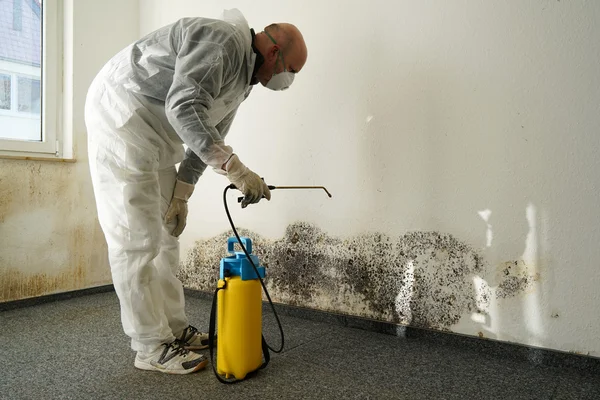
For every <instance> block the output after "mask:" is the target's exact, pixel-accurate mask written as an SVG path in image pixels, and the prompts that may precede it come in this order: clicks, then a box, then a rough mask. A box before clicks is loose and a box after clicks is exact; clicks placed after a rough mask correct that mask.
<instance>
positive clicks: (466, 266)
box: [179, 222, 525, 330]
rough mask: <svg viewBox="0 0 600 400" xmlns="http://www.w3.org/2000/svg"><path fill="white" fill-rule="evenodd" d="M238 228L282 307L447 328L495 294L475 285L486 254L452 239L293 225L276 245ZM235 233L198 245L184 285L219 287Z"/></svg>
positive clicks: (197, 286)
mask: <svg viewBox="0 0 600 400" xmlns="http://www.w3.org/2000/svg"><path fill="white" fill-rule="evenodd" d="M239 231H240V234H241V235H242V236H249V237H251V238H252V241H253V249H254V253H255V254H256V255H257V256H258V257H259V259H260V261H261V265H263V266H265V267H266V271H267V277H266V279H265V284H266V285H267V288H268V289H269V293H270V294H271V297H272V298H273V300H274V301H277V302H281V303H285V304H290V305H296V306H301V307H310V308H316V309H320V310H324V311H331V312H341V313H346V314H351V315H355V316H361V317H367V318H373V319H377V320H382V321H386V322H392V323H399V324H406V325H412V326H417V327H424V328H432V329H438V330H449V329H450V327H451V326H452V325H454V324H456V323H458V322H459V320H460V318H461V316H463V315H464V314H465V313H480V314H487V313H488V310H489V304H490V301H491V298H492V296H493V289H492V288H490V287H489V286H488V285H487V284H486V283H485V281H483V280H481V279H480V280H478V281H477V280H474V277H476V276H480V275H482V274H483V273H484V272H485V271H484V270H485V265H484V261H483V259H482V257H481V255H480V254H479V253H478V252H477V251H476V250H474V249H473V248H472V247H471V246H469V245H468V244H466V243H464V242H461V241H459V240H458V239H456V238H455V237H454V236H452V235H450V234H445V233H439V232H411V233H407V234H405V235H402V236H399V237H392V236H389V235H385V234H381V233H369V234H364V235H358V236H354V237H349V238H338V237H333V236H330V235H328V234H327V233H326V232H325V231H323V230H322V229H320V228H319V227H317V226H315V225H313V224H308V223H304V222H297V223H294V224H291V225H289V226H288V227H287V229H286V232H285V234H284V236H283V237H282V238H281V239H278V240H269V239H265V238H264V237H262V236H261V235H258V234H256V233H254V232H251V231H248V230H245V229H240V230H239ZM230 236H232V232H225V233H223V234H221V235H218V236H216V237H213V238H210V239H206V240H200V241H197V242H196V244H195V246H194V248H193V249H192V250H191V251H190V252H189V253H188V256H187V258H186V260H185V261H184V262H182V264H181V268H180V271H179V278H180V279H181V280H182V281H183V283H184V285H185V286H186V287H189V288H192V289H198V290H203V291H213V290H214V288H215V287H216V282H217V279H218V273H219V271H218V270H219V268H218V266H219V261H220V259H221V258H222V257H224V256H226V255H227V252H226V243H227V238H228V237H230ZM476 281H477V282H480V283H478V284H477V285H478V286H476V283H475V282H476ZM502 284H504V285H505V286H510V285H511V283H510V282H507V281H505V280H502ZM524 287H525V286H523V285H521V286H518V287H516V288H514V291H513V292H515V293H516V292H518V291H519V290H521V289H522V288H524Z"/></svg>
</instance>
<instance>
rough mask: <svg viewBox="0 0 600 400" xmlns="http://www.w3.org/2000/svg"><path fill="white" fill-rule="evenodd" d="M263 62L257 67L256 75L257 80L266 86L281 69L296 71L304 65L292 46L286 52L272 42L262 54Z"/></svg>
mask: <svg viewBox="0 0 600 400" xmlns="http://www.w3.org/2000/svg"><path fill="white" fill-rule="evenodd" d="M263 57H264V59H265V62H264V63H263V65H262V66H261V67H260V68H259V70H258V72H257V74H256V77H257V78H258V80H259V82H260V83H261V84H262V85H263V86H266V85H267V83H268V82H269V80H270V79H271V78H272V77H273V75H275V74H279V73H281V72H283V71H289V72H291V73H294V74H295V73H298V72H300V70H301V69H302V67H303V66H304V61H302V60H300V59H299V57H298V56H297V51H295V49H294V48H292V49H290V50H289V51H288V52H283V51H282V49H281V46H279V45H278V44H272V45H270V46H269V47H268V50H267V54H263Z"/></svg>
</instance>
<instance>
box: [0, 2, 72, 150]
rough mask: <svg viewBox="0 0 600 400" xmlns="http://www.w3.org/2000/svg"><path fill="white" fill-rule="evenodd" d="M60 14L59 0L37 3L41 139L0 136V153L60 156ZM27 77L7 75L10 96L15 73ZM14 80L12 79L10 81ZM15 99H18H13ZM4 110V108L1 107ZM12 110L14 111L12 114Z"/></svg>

———

ATIVIDADE: Redigite fielmente tudo o que vai do início dos registros até a linha que contém "box: [179, 222, 525, 330]", incluindo essa linha, e omita as imagens na resposta.

RESULTADO:
For every <instance> block the output after "mask:" is the target's exact, pixel-accurate mask written as an SVG path in image pixels, and the prompts that may precede it come in this order: clicks, then a box, then a rough mask. A box before clicks is loose and a box after clicks is exact; clicks placed after a rough mask correct that mask.
<instance>
positive clicks: (466, 266)
box: [179, 222, 525, 330]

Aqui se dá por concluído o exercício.